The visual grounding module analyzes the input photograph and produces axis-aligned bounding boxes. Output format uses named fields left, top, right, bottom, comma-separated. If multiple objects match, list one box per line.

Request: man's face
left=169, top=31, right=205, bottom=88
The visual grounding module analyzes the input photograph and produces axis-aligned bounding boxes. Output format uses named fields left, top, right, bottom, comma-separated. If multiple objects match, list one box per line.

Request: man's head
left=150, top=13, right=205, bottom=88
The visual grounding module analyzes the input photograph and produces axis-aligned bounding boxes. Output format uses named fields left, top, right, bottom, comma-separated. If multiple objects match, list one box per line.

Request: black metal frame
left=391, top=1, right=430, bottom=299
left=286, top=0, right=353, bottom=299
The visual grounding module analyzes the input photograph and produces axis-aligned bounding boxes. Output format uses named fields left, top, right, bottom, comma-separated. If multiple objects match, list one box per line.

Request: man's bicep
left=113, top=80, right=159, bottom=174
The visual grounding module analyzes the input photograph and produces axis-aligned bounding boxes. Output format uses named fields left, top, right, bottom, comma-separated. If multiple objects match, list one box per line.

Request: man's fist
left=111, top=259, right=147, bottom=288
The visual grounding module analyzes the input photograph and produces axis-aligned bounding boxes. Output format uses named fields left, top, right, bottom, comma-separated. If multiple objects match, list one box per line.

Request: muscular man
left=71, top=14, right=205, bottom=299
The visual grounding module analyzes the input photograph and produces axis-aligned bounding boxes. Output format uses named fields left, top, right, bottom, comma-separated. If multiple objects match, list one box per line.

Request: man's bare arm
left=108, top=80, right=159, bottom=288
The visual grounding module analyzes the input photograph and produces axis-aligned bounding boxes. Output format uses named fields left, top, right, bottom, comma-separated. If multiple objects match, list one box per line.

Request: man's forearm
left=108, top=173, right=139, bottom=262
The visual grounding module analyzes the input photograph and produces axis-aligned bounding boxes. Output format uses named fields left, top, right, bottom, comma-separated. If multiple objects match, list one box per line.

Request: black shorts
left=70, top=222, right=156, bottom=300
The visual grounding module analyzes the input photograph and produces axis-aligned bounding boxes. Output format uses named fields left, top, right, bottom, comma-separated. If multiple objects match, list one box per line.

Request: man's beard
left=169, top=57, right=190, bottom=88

▶ Requirements: Rewrite the part of the rows that opens at the very start and closes with the line containing "left=150, top=13, right=205, bottom=88", putting "image" wherever "photograph" appears and leaving everything else the same.

▶ Solution for this task:
The visual grounding module analyzes the input image and produces axis-aligned bounding boxes. Output format uses named fields left, top, right, bottom, comma-separated. If multiple objects match, list one box per line.

Request: man's face
left=169, top=31, right=205, bottom=88
The visual grounding module analyzes the input image and produces axis-aligned bounding boxes. Output format uses named fields left, top, right, bottom, comma-separated. If multiple objects match, list one box per line.

Request: man's head
left=150, top=13, right=205, bottom=88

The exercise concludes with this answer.